◆ Problem details: Find every line in the items below that contains the word "rock" and copy each one out. Matching is case-sensitive.

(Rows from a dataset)
________________________________________

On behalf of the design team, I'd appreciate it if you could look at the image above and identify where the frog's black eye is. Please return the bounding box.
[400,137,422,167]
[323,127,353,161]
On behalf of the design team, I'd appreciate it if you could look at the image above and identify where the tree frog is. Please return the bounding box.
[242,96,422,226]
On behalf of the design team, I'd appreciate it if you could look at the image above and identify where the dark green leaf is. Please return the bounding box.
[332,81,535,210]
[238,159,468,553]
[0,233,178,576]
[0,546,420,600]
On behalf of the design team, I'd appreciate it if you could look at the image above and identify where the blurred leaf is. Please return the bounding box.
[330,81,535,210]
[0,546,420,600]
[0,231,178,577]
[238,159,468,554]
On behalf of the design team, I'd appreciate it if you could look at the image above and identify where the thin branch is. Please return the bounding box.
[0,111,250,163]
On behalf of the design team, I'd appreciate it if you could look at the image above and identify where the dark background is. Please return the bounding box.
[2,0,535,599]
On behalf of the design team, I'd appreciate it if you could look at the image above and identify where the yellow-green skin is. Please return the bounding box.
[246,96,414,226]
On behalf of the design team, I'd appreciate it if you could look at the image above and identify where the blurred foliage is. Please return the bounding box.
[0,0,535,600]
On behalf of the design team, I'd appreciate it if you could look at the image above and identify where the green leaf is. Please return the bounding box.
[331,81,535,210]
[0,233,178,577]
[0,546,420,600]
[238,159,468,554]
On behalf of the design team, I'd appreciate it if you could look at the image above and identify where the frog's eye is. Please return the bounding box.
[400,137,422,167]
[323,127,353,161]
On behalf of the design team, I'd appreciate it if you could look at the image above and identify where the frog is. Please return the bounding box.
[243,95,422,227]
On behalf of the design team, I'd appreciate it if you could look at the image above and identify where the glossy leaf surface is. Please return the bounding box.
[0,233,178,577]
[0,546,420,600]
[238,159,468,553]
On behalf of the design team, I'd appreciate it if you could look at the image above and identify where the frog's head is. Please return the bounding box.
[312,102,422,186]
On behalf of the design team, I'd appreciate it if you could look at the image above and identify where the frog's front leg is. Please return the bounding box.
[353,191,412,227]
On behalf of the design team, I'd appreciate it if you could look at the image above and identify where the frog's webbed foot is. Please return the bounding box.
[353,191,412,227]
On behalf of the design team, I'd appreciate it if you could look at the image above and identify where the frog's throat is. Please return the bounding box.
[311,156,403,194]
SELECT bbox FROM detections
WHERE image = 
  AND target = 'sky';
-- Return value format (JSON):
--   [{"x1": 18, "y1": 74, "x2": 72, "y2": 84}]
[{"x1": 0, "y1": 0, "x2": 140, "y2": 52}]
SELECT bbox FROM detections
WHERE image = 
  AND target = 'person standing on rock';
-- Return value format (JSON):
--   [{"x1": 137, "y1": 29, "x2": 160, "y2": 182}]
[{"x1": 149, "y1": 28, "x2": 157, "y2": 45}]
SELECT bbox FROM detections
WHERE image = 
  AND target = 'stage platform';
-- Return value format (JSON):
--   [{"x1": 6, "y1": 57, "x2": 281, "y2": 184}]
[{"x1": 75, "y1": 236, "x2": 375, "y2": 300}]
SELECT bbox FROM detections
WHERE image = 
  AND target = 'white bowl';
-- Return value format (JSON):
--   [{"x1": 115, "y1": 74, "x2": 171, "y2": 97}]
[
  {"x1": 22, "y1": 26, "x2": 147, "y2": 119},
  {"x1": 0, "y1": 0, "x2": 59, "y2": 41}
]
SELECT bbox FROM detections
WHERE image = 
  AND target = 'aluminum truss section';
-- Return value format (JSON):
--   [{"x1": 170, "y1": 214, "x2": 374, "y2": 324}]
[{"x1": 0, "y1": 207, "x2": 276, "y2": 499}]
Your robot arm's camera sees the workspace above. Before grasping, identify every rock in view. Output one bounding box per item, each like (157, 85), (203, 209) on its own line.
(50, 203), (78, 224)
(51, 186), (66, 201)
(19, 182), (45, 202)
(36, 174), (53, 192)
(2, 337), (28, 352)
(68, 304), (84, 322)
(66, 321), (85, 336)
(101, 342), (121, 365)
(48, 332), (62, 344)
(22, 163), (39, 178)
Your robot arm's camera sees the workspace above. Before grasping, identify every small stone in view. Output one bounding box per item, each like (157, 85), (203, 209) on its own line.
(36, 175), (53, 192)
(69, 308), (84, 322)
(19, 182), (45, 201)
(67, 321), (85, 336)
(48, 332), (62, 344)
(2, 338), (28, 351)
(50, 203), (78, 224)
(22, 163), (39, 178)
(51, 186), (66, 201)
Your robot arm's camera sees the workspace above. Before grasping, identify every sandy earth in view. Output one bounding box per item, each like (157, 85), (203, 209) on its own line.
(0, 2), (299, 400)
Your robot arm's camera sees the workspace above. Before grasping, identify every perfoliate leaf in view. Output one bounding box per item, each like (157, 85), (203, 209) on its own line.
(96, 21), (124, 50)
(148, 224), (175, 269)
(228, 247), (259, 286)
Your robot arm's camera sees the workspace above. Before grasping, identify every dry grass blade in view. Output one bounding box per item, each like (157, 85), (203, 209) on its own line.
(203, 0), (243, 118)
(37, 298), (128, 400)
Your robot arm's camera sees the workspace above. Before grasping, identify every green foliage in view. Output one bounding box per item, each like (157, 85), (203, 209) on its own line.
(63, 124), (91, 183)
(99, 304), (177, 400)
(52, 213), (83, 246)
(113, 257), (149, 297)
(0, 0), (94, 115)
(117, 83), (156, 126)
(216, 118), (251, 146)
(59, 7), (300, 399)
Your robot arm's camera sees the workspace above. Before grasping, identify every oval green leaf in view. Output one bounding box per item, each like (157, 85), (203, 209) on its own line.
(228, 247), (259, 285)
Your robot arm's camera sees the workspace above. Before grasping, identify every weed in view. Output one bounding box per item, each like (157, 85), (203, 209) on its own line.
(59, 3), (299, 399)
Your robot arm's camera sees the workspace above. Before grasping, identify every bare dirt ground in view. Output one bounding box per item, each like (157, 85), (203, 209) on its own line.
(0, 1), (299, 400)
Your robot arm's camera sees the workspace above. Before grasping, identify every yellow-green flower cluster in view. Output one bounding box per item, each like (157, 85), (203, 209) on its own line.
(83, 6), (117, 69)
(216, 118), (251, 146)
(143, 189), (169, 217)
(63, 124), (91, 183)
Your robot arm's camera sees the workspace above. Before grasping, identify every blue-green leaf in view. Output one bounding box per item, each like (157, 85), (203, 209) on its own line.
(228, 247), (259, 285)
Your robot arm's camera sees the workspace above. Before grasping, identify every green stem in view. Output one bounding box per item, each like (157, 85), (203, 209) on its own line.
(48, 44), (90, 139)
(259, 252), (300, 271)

________________________________________

◆ Answer in full:
  AND target = 'person standing on rock';
Your robot arm's camera sees the workspace above. Before grasping, identify every rock in view. Output one bounding box per item, each like (157, 85), (203, 209) on its own line.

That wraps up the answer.